Data extract start

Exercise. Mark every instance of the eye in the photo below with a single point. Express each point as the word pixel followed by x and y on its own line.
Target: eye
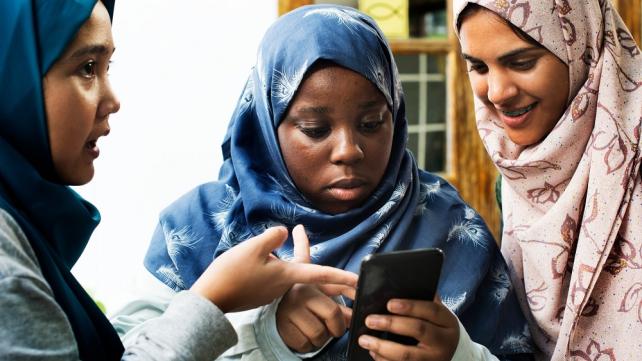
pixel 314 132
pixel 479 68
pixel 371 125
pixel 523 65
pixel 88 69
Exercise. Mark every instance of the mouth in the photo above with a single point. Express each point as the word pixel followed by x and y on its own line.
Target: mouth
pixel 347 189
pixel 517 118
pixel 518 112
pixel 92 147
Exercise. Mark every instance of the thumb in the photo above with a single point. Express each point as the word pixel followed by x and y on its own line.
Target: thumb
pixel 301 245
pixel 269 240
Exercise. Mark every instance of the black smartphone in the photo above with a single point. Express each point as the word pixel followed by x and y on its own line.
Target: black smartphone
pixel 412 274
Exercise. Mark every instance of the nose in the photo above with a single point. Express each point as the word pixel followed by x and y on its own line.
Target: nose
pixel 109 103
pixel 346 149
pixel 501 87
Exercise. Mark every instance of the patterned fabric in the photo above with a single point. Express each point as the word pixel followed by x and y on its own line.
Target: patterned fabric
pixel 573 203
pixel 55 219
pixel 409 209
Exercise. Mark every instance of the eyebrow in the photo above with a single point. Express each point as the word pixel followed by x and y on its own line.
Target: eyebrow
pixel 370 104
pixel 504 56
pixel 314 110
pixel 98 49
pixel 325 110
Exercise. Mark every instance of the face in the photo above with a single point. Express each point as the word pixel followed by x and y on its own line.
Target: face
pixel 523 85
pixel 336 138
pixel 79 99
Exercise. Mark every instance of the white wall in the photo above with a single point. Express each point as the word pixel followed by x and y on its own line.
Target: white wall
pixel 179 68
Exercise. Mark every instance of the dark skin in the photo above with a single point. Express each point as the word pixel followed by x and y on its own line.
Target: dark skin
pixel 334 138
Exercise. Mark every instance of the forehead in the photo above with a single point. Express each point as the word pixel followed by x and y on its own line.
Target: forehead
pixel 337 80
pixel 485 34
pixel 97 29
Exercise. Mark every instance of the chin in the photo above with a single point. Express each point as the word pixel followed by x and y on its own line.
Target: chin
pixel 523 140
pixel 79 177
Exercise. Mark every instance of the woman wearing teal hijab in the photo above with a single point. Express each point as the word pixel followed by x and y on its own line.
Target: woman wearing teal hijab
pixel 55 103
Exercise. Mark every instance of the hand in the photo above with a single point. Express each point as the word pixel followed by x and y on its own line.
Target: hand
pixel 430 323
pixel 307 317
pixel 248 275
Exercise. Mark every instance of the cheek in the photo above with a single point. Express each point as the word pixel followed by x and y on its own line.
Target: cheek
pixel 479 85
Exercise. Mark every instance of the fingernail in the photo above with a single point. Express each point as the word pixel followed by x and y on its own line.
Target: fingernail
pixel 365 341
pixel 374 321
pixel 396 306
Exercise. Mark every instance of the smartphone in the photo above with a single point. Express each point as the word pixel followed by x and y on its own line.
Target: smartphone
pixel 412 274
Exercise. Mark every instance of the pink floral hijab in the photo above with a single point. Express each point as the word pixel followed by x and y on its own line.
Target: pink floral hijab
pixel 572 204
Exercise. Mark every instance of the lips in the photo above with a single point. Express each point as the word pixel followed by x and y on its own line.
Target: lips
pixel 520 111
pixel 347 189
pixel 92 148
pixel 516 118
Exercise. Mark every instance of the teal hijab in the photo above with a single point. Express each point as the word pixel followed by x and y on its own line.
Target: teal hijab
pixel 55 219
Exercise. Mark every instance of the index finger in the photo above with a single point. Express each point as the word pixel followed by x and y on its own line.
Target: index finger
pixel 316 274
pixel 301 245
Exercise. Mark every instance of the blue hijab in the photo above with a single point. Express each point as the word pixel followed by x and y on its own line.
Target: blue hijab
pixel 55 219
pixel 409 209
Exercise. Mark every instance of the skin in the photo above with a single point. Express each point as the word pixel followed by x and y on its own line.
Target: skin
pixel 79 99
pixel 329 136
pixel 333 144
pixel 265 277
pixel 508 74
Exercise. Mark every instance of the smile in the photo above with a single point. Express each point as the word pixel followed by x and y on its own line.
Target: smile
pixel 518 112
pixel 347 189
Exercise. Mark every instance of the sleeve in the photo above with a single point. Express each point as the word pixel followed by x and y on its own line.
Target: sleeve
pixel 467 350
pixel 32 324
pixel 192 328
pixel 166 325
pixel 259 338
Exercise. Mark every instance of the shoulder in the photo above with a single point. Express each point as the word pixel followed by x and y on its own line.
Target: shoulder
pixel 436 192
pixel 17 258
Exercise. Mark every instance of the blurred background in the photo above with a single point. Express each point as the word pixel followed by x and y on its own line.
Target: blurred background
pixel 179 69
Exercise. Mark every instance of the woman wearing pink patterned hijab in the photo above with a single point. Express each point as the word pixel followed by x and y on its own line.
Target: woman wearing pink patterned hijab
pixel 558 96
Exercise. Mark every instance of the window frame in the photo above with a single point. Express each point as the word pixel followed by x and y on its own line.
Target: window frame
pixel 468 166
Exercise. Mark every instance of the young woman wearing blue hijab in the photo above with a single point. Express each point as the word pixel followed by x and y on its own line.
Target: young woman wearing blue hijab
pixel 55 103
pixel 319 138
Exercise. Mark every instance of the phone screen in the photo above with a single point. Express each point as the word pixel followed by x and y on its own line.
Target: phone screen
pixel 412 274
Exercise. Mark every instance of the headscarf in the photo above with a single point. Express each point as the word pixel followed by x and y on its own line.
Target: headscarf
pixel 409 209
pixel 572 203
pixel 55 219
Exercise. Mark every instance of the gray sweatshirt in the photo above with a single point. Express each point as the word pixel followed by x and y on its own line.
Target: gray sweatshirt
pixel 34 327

Data extract end

Work required: Copy the items word for word, starting at their very first line and ending at the line that contains "pixel 92 147", and include that line. Leave the pictures out of your copy.

Output for this exercise:
Exercise. Mark every instance of the eye in the photo below with a single point. Express each point as the word pixel followed by x and y on its own line.
Target: eye
pixel 314 132
pixel 479 68
pixel 371 125
pixel 523 65
pixel 88 69
Exercise. Mark every instance of the mouth in the photo above with a single point. Express each point as the word pixel followed by x and y on its own line.
Target: mouth
pixel 347 189
pixel 517 118
pixel 518 112
pixel 92 147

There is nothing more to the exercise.